(Natural language region descriptions)
#####

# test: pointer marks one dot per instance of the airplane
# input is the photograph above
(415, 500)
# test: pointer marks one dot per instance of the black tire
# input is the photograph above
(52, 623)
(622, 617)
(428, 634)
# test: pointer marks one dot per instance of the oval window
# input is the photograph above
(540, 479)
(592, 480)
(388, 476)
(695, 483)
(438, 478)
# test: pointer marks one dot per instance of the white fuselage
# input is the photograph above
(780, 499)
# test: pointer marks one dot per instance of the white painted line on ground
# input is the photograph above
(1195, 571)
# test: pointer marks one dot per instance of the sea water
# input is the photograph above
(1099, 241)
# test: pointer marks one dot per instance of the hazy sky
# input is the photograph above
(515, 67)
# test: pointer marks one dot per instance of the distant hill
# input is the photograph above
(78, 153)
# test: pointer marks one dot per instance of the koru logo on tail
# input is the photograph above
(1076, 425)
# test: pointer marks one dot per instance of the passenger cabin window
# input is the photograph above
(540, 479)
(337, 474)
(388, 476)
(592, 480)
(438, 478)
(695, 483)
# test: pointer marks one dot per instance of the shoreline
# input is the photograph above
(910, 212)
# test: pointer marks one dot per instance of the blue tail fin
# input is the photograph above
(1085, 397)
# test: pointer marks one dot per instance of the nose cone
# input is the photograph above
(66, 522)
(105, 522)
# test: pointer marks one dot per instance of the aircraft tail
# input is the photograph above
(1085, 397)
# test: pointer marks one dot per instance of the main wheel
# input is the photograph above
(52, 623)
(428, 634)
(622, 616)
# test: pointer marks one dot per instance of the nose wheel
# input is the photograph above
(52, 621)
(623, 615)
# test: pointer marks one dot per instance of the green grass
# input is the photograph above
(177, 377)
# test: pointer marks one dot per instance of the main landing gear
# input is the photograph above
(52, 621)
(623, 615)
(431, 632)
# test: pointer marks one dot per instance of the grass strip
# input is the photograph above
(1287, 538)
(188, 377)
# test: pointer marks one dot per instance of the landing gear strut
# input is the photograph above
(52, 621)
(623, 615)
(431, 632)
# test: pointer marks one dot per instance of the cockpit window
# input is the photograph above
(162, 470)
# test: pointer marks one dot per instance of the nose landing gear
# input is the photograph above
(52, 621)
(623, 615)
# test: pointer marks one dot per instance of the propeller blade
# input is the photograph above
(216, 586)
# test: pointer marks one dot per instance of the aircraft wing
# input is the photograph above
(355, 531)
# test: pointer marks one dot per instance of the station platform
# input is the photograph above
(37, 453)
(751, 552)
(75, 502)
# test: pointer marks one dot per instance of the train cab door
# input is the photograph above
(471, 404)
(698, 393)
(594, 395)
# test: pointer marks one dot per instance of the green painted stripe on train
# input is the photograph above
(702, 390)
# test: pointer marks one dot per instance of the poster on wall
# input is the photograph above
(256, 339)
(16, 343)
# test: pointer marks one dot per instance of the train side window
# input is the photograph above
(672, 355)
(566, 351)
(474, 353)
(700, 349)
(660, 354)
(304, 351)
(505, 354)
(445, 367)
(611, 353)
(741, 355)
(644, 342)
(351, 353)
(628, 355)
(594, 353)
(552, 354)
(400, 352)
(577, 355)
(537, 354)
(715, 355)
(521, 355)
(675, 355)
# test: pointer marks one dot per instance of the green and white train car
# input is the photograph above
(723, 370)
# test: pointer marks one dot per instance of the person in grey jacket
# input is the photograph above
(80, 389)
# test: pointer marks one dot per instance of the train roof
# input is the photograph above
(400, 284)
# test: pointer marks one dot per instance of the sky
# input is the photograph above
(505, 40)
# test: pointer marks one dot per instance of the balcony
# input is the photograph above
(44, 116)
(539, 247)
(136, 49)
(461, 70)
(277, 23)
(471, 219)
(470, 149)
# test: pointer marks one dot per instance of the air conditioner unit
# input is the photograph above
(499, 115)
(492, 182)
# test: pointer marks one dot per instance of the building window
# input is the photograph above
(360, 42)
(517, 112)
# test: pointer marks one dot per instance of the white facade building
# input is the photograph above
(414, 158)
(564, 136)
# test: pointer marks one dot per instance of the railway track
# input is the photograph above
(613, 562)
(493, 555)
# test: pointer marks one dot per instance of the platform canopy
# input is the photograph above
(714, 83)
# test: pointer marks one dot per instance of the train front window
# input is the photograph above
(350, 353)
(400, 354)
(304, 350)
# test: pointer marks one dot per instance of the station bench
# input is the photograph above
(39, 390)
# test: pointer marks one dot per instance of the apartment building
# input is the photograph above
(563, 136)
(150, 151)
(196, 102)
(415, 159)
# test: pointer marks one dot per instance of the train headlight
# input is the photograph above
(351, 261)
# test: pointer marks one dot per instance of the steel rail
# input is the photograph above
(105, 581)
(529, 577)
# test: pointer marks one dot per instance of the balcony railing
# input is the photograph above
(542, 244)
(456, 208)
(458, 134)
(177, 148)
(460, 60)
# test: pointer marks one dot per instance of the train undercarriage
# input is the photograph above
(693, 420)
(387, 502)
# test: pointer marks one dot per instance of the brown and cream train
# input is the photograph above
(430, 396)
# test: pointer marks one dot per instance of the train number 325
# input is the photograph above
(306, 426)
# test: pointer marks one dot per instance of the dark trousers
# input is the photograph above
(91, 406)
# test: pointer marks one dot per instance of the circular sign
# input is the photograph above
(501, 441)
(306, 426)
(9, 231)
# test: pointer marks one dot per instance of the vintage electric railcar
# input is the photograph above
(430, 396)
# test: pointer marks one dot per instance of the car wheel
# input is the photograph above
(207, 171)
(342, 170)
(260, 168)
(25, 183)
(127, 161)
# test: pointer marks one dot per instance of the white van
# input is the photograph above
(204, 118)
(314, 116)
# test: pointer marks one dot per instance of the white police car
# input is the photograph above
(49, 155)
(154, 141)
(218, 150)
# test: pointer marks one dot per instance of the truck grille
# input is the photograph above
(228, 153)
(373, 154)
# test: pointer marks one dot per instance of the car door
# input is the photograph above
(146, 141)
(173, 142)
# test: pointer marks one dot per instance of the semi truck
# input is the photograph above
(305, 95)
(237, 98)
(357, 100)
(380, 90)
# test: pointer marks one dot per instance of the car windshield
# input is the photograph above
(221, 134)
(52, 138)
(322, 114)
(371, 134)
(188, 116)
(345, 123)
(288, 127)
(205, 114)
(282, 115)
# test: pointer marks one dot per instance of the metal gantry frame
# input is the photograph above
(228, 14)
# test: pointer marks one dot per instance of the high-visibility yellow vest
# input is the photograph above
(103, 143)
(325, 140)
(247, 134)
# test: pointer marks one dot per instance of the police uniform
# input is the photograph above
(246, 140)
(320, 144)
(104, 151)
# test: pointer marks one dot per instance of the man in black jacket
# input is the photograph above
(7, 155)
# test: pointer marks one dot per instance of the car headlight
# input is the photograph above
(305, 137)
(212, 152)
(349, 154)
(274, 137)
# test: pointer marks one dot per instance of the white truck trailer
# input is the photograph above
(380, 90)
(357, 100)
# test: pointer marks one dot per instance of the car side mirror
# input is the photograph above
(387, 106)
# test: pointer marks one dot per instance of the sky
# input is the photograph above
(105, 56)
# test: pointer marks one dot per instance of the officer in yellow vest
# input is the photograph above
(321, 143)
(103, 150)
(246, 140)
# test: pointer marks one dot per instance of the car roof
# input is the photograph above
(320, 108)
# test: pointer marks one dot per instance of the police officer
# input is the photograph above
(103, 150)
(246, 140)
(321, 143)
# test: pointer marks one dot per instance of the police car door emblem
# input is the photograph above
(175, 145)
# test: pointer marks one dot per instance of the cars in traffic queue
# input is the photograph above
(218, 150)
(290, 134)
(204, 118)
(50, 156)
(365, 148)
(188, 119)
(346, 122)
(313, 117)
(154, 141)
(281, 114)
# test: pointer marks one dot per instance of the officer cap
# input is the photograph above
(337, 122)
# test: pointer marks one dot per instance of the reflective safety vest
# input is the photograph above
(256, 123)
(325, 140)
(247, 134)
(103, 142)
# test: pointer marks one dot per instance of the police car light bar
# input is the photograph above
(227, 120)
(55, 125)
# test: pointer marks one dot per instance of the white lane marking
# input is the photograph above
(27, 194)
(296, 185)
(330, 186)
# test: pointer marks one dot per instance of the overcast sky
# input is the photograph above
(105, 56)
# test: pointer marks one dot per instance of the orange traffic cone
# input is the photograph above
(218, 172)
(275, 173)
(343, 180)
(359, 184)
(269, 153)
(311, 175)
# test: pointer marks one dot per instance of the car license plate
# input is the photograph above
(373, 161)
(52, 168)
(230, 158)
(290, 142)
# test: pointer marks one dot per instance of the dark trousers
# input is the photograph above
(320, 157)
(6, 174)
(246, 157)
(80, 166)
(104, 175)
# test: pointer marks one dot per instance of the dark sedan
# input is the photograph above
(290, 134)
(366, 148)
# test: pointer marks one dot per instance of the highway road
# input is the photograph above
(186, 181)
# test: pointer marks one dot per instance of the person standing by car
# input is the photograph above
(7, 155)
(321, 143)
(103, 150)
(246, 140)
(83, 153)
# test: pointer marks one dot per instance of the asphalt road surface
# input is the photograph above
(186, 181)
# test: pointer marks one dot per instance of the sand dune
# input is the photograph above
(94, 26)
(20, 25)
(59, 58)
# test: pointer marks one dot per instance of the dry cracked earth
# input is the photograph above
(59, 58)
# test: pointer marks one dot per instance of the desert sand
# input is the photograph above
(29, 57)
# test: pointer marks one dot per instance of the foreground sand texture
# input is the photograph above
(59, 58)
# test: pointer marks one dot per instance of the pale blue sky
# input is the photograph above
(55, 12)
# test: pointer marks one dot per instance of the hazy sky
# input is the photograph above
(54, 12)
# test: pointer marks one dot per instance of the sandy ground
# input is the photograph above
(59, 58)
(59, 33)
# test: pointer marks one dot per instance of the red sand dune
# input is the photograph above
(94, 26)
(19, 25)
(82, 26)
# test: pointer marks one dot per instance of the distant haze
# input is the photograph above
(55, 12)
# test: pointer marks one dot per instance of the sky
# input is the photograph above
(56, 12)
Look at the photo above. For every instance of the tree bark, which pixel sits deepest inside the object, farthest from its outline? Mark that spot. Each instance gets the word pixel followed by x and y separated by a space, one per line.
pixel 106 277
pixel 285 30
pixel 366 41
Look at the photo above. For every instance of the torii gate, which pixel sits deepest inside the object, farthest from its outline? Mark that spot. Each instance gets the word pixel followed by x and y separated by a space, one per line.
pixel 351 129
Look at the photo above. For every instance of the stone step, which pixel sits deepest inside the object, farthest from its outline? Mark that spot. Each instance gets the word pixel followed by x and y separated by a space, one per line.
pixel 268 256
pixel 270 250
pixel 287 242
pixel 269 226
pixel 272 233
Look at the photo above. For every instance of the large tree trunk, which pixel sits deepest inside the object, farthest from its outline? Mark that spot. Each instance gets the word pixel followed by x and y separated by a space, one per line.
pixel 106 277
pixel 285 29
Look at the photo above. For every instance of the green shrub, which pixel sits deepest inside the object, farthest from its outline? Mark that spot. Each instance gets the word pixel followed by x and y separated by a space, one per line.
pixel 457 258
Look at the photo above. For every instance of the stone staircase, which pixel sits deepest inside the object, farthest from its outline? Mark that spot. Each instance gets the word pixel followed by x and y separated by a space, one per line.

#####

PROMPT.
Among the lines above, find each one containing the string "gear" and copy it.

FINISHED TASK.
# test: pointer marks one dot per instance of the main landing gear
# test: pointer marks one dot per instance of the landing gear strut
# test: pointer marks one dot per instance of the nose landing gear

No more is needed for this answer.